**TASK BRIEF:** Retype all of the data that follows, line for line.

**PROVIDED RECORDS:**

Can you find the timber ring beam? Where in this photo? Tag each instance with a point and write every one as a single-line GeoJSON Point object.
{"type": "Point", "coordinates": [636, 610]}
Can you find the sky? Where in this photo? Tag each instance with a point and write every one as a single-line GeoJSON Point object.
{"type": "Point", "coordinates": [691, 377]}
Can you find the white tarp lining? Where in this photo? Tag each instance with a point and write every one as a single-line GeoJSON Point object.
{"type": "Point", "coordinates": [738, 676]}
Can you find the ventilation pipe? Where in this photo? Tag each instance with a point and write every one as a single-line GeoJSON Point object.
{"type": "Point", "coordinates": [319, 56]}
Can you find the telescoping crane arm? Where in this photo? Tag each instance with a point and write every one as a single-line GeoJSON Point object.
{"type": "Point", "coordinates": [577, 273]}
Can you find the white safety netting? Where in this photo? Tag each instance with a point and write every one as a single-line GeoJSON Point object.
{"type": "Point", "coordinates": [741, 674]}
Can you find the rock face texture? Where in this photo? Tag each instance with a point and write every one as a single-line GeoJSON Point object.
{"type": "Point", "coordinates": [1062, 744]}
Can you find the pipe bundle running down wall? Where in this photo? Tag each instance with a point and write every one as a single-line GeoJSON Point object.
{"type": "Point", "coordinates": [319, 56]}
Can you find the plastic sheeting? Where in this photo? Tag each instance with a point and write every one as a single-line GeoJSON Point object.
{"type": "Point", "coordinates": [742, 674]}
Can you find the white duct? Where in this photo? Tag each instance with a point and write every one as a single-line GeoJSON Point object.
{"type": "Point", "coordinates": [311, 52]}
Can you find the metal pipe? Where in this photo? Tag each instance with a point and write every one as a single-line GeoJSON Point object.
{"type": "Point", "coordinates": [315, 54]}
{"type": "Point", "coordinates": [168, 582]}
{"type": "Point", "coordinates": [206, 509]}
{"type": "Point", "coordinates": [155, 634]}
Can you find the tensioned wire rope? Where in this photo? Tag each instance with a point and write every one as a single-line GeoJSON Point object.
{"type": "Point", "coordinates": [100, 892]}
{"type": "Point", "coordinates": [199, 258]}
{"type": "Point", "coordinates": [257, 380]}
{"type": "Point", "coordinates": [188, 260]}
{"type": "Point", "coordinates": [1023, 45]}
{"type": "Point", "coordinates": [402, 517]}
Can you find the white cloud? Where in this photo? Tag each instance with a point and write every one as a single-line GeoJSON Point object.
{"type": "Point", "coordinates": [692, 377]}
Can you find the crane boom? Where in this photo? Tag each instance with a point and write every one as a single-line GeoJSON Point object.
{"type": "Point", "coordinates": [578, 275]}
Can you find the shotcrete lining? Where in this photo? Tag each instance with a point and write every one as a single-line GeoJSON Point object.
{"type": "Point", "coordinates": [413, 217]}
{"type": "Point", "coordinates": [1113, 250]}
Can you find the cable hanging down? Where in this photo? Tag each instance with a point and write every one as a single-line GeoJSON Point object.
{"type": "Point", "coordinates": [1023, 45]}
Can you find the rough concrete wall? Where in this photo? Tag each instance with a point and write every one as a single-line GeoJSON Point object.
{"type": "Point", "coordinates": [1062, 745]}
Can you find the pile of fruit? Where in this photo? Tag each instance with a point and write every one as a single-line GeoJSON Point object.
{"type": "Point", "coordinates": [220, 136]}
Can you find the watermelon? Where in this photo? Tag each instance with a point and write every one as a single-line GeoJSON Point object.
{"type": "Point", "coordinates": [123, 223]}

**ANSWER TO THE PROBLEM:**
Can you find the timber ring beam? Where in this photo? Tag each instance with a point and write every one as a single-line GeoJSON Point object.
{"type": "Point", "coordinates": [636, 610]}
Can you find the sky? Where in this photo? Tag each instance with a point and write every one as a single-line GeoJSON Point object.
{"type": "Point", "coordinates": [691, 377]}
Can you find the white tarp lining? Where in this photo? Tag each instance with a point and write every one as a single-line GeoJSON Point object.
{"type": "Point", "coordinates": [738, 676]}
Can you find the ventilation pipe? Where in this photo? Tag each instance with a point and write every one as a single-line GeoJSON Point object.
{"type": "Point", "coordinates": [319, 56]}
Can you find the telescoping crane arm? Where in this photo? Tag each instance with a point and write every one as a single-line GeoJSON Point object.
{"type": "Point", "coordinates": [577, 273]}
Can you find the white safety netting? Where in this photo? Tag each instance with a point and write every one as a single-line GeoJSON Point object.
{"type": "Point", "coordinates": [741, 674]}
Can you find the rock face texture? Where in this photo? Tag each instance with a point and write every one as a single-line GeoJSON Point object.
{"type": "Point", "coordinates": [1062, 744]}
Can you find the pipe bundle running down wall? Where in this photo? Tag each instance with a point and write every one as a single-line GeoJSON Point object.
{"type": "Point", "coordinates": [319, 56]}
Can you find the plastic sheeting? Where in this photo? Tag each instance with a point and write every one as a single-line GeoJSON Point object.
{"type": "Point", "coordinates": [742, 674]}
Can you find the white duct? Where in this photo? Tag each instance with a point and write every one as a single-line GeoJSON Point object.
{"type": "Point", "coordinates": [311, 52]}
Can you find the metal pipe? Where in this photo? Tag each instance with a point and write every one as a single-line GeoJSON Point object.
{"type": "Point", "coordinates": [315, 54]}
{"type": "Point", "coordinates": [168, 582]}
{"type": "Point", "coordinates": [206, 509]}
{"type": "Point", "coordinates": [155, 634]}
Can you find the tensioned wire rope? Where in this photo? Tag each instance with a point and write every one as a single-line GeoJSON Point object.
{"type": "Point", "coordinates": [100, 892]}
{"type": "Point", "coordinates": [199, 258]}
{"type": "Point", "coordinates": [257, 380]}
{"type": "Point", "coordinates": [188, 260]}
{"type": "Point", "coordinates": [1023, 45]}
{"type": "Point", "coordinates": [402, 517]}
Can you find the white cloud? Where in this photo? Tag each instance with a point and write every one as a single-line GeoJSON Point object.
{"type": "Point", "coordinates": [692, 377]}
Can you find the crane boom? Where in this photo? Tag each instance with a point and write every one as a single-line GeoJSON Point object.
{"type": "Point", "coordinates": [578, 275]}
Can you find the shotcrete lining? Where in this photo? Tag each instance with a point and write every one as a single-line GeoJSON Point object.
{"type": "Point", "coordinates": [413, 217]}
{"type": "Point", "coordinates": [1113, 250]}
Can you find the cable hanging down? Where in this photo? Tag each instance with a point and write every one as a single-line GeoJSON Point object.
{"type": "Point", "coordinates": [1023, 45]}
Can you find the rough concrete wall? Where in this photo? Tag each instance with a point and write every one as a single-line GeoJSON Point object.
{"type": "Point", "coordinates": [1062, 745]}
Can you find the pile of fruit? Where in this photo? Tag each instance with a point and write every one as a single-line GeoJSON Point object.
{"type": "Point", "coordinates": [220, 136]}
Can you find the watermelon? Where in this photo? Tag each instance with a point and write every one as a single-line GeoJSON Point object.
{"type": "Point", "coordinates": [123, 223]}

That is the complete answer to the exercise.